**Task list**
1/ Rewrite the paragraph of the article on law firm culture that begins "Finally, I think that finding a healthy culture" as a short bulleted list that keeps its main points.
2/ Extend the article on law firm culture, picking up after its last sentence about healthy cultures maximizing positive motives for working.

**Text passage**
>>>>
Law Firm Culture: What Work Environment Will You Thrive In?
Great performance is tied to great law firm culture. Each employee has their own personality and values, and together they interact to create an environment of shared personality and values. The culture of your workplace can either build up your motivation and energy, or eat away at it. The best performers will find a company with great culture to keep them consistently energized and at their best.
Most people have an environment they thrive in. You can do your job anywhere, but where will you flourish?
In this article, I look at what separates a healthy culture from a toxic one. Following this, we’ll look at investigating the cultures of law firms while job searching. There are key questions to ask, and indicators to look for, to determine a firm’s culture before being hired.
Finally, I think that finding a healthy culture isn’t enough for the high performer. A culture can be objectively healthy, but that doesn’t necessarily make it the right fit for you. There is more than one kind of healthy culture, and the key to thriving at work is to know yourself well by questioning your values, and knowing what kind of culture is right for you. To do this requires asking the right questions and spotting the warning signs when it comes time to pick your ideal workplace.
(1) What separates a healthy culture from a toxic one?
The effects of workplace culture were explored in a recent Harvard Business Review article by Lindsay McGregor and Neel Doshi. Defining culture as a “set of processes in an organization that affects the total motivation of its people,” they formed experiments around the six reasons people work: play, purpose, potential, emotional pressure, economic pressure, and inertia. The first three help motivation, and the last three hurt it.
Healthy cultures maximize the positive motives for working, and diminish the negative ones.
<<<<
**Data below**
>>>>
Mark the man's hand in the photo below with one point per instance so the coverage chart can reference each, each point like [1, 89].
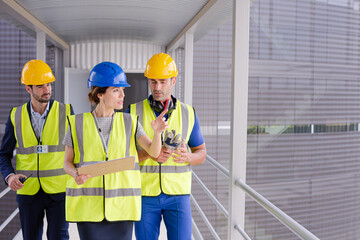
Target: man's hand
<<<<
**Answer set**
1/
- A healthy culture alone isn't enough for a high performer.
- A culture can be objectively healthy and still not be the right fit for you, since there is more than one kind of healthy culture.
- The key to thriving at work is knowing yourself well by questioning your values and learning which kind of culture suits you.
- This requires asking the right questions and spotting warning signs when it's time to pick your ideal workplace.

2/
The positive motivators you experience will depend on the kind of law you practice. There could be aspects of work in Biglaw that associates find inherently interesting or rewarding (the play motivator), but they will be driven by potential more than anything: you put in the time and hard work, with the goal of being made partner a few years down the road.
Purpose will be more of a motivator for the lawyer in small firms, non-profits, or government. The public defender who interacts with clients will see directly the fruits of his effort, and those working for specific causes will be driven by their sense of what’s right.
Negative motivators focus on pressures outside of the actual work itself; the paycheck, impressing others, or simply because it’s what you’ve done the last ten years. An inability to recognize positive motivators will leave you with these undesirable reasons for working, and negative motivators that spread through the entire workforce will turn the culture toxic.
(2) Investigating workplace culture.
Now that we have defining features of good and bad culture, we can move onto their applications to law firms. When you’re researching firms, you can look at a number of factors to determine the state of the firm’s culture.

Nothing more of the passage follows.